→ HOW TO COMPLETE THIS TASK
In exact form, please repeat the records from their opening line down to the line with "sample | (290,297)", including that line.

[Records contained in a dataset]
|---|
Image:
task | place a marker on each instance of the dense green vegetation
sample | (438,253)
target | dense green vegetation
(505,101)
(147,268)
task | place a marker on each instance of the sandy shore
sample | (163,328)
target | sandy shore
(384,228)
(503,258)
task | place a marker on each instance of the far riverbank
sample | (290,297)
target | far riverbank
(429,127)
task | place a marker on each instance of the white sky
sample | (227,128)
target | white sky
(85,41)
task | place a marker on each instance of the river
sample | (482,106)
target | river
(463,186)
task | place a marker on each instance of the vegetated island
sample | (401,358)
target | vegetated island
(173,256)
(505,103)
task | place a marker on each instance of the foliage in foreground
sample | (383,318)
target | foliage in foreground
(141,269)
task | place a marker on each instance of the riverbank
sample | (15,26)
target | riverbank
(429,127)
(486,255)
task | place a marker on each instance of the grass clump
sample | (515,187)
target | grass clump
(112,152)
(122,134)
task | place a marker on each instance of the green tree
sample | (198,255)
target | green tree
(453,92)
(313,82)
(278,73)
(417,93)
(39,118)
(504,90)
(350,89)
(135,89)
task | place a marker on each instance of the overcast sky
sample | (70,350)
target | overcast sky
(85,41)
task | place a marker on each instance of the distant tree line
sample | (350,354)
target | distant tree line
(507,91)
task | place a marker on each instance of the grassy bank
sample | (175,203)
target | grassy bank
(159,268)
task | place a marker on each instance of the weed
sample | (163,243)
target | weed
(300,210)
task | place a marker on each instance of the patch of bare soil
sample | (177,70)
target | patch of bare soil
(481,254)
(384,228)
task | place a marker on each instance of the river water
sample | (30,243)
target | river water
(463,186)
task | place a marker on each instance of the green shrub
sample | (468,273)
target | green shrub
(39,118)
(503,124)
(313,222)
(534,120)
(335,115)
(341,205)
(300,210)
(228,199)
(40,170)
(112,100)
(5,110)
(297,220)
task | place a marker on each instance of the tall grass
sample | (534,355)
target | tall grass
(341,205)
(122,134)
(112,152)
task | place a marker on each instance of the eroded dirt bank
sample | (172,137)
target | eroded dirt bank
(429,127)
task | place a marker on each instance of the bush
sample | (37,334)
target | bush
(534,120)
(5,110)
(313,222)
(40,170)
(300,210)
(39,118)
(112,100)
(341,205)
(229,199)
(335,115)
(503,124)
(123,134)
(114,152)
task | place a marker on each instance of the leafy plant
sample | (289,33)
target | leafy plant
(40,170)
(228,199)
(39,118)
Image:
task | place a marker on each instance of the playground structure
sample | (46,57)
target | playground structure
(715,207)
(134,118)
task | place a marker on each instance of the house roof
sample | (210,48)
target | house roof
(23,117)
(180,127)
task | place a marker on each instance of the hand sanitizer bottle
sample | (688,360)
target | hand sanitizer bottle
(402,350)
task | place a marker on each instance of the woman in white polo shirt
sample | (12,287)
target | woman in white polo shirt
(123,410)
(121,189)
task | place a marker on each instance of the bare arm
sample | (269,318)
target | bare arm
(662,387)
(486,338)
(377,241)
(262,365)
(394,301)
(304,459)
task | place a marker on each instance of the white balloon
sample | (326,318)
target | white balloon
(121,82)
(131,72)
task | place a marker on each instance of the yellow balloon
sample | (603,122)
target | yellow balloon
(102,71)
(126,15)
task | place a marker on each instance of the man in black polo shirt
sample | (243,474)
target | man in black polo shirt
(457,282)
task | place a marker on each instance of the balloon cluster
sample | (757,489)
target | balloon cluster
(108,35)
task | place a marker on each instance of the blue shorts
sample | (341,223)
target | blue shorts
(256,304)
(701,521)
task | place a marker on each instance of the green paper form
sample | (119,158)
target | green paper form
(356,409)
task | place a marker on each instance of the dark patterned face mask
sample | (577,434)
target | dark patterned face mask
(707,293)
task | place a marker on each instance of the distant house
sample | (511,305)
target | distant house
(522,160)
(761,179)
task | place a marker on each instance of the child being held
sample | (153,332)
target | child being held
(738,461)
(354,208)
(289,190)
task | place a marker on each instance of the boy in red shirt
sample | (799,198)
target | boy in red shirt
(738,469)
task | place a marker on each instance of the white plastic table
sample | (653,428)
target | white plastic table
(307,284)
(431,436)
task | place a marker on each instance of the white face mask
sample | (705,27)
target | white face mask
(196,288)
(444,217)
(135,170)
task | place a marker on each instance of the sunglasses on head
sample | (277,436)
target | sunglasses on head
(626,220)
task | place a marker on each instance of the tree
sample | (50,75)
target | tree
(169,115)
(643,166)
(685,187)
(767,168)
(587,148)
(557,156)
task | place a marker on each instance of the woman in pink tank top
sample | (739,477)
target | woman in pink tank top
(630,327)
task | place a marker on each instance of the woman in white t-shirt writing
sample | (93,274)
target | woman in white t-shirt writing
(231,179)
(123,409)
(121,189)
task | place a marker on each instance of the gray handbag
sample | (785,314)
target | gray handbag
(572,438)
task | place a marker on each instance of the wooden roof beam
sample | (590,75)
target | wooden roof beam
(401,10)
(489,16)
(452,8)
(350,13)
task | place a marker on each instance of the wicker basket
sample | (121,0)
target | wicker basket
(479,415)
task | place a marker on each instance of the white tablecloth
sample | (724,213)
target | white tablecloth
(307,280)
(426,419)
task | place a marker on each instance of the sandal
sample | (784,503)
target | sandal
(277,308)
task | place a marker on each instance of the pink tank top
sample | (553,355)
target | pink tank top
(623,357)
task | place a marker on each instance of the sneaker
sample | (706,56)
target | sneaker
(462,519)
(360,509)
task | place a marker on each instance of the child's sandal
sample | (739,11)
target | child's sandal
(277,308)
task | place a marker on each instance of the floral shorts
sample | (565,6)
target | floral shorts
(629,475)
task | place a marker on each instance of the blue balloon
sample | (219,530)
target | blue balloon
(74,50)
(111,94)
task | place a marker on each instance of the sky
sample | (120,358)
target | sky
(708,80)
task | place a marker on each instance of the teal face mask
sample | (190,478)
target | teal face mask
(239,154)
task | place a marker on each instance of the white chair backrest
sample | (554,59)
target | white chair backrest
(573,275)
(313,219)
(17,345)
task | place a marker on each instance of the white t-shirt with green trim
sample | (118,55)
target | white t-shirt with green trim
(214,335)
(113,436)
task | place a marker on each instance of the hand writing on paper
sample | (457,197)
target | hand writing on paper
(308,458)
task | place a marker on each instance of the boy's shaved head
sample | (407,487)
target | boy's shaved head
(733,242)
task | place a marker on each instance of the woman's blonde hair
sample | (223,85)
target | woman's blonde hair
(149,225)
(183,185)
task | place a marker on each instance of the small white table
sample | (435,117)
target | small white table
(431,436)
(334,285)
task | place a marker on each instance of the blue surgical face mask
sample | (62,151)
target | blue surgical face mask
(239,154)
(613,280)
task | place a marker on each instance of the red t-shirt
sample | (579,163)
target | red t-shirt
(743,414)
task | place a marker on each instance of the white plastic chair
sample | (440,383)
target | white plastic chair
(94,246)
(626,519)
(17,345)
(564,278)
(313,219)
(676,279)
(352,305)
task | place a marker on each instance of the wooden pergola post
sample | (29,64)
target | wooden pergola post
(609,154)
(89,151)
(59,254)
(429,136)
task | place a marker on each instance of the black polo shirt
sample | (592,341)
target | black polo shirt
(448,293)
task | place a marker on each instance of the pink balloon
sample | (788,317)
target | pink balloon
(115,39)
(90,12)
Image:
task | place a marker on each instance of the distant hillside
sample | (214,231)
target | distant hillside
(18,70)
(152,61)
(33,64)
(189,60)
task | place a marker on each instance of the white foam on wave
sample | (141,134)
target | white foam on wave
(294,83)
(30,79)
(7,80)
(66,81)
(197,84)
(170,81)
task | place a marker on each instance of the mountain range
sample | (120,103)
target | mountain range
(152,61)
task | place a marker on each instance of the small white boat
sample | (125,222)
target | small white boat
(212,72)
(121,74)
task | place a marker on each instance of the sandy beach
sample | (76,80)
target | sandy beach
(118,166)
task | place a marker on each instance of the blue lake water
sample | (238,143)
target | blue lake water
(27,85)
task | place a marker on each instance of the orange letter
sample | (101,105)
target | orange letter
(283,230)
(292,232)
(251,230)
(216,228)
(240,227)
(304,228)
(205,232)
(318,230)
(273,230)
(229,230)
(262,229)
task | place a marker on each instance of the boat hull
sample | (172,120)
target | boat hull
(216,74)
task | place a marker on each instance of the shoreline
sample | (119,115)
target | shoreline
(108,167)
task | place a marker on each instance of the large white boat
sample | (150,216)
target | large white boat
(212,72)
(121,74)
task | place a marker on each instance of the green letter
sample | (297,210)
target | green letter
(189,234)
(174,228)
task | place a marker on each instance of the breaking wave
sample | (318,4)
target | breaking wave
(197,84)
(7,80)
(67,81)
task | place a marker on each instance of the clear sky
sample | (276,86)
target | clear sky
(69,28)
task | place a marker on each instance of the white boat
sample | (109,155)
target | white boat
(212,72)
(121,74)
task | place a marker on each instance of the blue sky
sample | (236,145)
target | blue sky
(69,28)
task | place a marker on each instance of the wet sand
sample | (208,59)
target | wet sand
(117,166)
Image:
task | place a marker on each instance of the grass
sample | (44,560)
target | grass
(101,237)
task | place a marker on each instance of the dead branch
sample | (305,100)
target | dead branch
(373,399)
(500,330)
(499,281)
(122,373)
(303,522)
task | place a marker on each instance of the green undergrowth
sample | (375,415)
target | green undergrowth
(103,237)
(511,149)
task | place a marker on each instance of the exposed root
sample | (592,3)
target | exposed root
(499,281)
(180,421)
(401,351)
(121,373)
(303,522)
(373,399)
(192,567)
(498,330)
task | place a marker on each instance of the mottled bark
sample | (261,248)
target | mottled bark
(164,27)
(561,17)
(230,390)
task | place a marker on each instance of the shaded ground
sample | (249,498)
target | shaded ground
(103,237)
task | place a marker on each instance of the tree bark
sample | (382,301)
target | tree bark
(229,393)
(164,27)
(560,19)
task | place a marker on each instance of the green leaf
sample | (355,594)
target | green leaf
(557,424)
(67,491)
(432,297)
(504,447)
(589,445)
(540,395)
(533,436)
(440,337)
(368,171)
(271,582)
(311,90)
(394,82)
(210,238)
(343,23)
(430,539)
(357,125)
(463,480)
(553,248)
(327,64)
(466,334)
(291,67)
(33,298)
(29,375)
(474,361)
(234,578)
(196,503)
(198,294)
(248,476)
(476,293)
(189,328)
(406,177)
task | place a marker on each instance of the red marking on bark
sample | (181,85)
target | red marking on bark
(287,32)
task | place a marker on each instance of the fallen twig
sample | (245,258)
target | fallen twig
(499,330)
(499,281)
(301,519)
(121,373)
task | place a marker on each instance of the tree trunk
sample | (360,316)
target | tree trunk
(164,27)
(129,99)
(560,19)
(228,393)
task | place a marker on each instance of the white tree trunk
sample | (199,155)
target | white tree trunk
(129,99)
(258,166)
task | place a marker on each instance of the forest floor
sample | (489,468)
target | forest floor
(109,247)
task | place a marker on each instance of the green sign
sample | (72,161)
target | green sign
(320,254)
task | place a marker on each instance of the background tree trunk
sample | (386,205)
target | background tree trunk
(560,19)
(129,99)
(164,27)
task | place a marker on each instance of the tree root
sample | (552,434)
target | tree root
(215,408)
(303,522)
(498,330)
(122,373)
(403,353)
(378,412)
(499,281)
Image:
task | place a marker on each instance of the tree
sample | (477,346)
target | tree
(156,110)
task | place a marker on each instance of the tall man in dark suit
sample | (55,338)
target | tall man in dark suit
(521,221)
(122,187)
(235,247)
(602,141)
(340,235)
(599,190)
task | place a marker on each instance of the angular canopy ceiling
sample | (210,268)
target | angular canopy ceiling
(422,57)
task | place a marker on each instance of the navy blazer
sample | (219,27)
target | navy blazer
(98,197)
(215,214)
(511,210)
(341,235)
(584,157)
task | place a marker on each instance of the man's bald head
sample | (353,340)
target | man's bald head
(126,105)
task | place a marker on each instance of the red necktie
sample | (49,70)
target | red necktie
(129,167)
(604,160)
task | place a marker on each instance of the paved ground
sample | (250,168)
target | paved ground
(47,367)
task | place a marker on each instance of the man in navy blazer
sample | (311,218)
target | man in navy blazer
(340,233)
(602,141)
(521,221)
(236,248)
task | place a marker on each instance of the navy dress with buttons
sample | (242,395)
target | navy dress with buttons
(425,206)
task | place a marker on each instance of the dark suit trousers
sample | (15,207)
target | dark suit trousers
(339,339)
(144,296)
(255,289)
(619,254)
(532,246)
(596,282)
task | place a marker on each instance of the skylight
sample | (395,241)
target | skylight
|---|
→ WRITTEN SOLUTION
Image:
task | place a marker on each instance of the dense green vegetation
sample | (438,253)
target | dense green vegetation
(505,101)
(147,268)
task | place a marker on each instance of the sandy shore
sample | (163,328)
target | sandy shore
(384,228)
(503,258)
task | place a marker on each instance of the far riverbank
sample | (290,297)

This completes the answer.